# To do:
Write out the lines below as a numbered list, dropping any blank lines.

# Rows from a pointing dataset:
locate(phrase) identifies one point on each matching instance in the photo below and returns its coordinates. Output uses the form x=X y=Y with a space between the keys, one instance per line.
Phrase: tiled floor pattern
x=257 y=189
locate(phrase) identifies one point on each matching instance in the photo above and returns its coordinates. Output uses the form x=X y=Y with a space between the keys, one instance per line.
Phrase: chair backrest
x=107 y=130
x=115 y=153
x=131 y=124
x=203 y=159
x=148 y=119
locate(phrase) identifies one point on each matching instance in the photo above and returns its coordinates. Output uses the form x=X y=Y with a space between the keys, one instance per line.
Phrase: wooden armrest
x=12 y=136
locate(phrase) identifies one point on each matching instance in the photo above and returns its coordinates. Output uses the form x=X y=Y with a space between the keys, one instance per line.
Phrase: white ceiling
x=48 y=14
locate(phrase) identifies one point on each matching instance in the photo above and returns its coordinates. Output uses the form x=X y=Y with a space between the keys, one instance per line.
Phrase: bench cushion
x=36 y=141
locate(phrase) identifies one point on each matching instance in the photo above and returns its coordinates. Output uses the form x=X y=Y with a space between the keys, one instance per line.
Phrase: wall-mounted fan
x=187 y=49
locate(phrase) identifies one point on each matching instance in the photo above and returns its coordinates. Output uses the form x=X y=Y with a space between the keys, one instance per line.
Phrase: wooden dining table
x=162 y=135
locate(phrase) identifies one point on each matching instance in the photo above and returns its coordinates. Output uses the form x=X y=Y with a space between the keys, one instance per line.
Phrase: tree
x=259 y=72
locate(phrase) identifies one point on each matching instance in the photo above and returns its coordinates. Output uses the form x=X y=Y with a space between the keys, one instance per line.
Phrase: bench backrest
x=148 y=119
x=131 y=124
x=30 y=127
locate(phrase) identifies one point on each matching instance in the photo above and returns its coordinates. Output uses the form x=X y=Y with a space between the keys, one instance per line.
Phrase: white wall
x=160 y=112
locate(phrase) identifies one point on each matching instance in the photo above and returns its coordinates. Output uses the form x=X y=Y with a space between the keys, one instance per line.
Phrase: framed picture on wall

# Result of this task:
1. locate(phrase) identifies one point on each matching instance in the photo below and returns its coordinates. Output uses the form x=X y=Y with a space between the keys, one instance per line.
2. Phrase: tiled floor pattern
3. x=257 y=189
4. locate(phrase) identifies one point on each matching instance in the photo above and returns its coordinates. Output uses the form x=X y=Y with a space between the keys, one instance per line.
5. Phrase: chair backrest
6. x=107 y=130
7. x=115 y=153
8. x=131 y=124
9. x=203 y=159
10. x=148 y=119
11. locate(phrase) identifies one point on each matching instance in the photo above and returns its coordinates. Output uses the form x=X y=Y with a space between the keys, one instance per line.
12. Phrase: wooden armrest
13. x=12 y=136
14. locate(phrase) identifies one point on each matching instance in the photo above and returns its coordinates. Output uses the form x=X y=Y with a space between the keys, one instance per line.
15. Phrase: white ceiling
16. x=48 y=14
17. locate(phrase) identifies one point on each matching instance in the photo above and returns its coordinates. Output uses the form x=X y=Y with a space between the keys, one instance per line.
18. Phrase: bench cushion
19. x=36 y=141
20. locate(phrase) identifies one point on each matching instance in the photo above and returns its coordinates. Output uses the form x=X y=Y with a space between the keys, one instance per line.
21. Phrase: wall-mounted fan
22. x=187 y=49
23. locate(phrase) identifies one point on each matching instance in the photo above and returns its coordinates. Output uses the form x=X y=Y with a space between the keys, one instance per line.
24. Phrase: wooden dining table
25. x=162 y=135
26. locate(phrase) identifies one point on each matching instance in the photo above and returns its coordinates. Output uses the form x=X y=Y with a space between the keys, one instance per line.
27. Phrase: tree
28. x=259 y=72
29. locate(phrase) identifies one point on each matching instance in the photo above and returns its coordinates. Output uses the form x=X y=Y with a space between the keys, one instance per line.
30. Phrase: bench backrest
31. x=148 y=119
32. x=131 y=124
33. x=30 y=127
34. locate(phrase) identifies one point on each matching instance in the photo above and returns its coordinates. Output uses the form x=X y=Y with a space between the keys, one instance per line.
35. Phrase: white wall
36. x=160 y=112
37. locate(phrase) identifies one point on each matching instance in the photo above and returns its coordinates. Output uses the form x=X y=Y with a space between the keys, one instance per line.
38. Phrase: framed picture on wall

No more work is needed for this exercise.